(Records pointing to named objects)
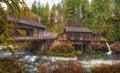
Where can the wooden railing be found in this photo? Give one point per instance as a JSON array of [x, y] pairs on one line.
[[33, 38]]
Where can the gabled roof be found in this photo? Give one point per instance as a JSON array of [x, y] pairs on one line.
[[26, 21], [76, 29]]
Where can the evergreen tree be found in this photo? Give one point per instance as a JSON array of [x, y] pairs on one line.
[[14, 8], [100, 13], [45, 18], [34, 7], [72, 11]]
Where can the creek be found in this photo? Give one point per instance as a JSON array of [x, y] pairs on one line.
[[32, 61]]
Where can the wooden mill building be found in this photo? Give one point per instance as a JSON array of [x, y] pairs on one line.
[[80, 37], [27, 30]]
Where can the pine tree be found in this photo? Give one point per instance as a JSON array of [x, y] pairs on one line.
[[34, 7], [13, 7], [72, 11], [100, 13]]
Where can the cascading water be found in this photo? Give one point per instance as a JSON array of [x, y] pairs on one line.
[[109, 49]]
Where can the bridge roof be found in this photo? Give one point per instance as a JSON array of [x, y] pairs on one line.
[[26, 21]]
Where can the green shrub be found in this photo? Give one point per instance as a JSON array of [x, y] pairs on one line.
[[11, 65]]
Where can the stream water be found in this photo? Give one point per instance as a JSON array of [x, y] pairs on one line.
[[32, 61]]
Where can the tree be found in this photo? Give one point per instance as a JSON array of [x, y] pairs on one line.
[[45, 18], [14, 8], [72, 11], [34, 7], [115, 19], [100, 13]]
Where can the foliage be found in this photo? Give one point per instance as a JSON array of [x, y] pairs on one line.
[[104, 68], [14, 7], [11, 65], [61, 67]]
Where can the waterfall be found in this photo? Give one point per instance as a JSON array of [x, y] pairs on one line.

— YOUR GOAL —
Please lay out everything in the records above, from the line containing "Where can the bridge" down to the line containing "19], [100, 13]]", as a Markdown table. Use a Row column that numbers each line and a Line column that holds the line, and skip any blank lines.

— IN RESPONSE —
| Row | Line |
|---|---|
| 1 | Where can the bridge roof be found in this photo? Give one point per instance as a JSON array of [x, y] pairs on one line. |
| 2 | [[26, 21]] |
| 3 | Where can the green shrub be found in this photo? Give one point per instance as a JSON array of [x, y] pairs on one line. |
| 4 | [[11, 65]] |
| 5 | Where can the stream water be found in this photo? Give one point per instance as a JSON array of [x, y] pairs on one line. |
| 6 | [[32, 61]] |
| 7 | Where can the tree be found in this photo? Give one point per instance as a JSON array of [x, y] pairs on one line. |
| 8 | [[45, 18], [14, 8], [72, 11], [34, 7], [115, 19], [100, 13]] |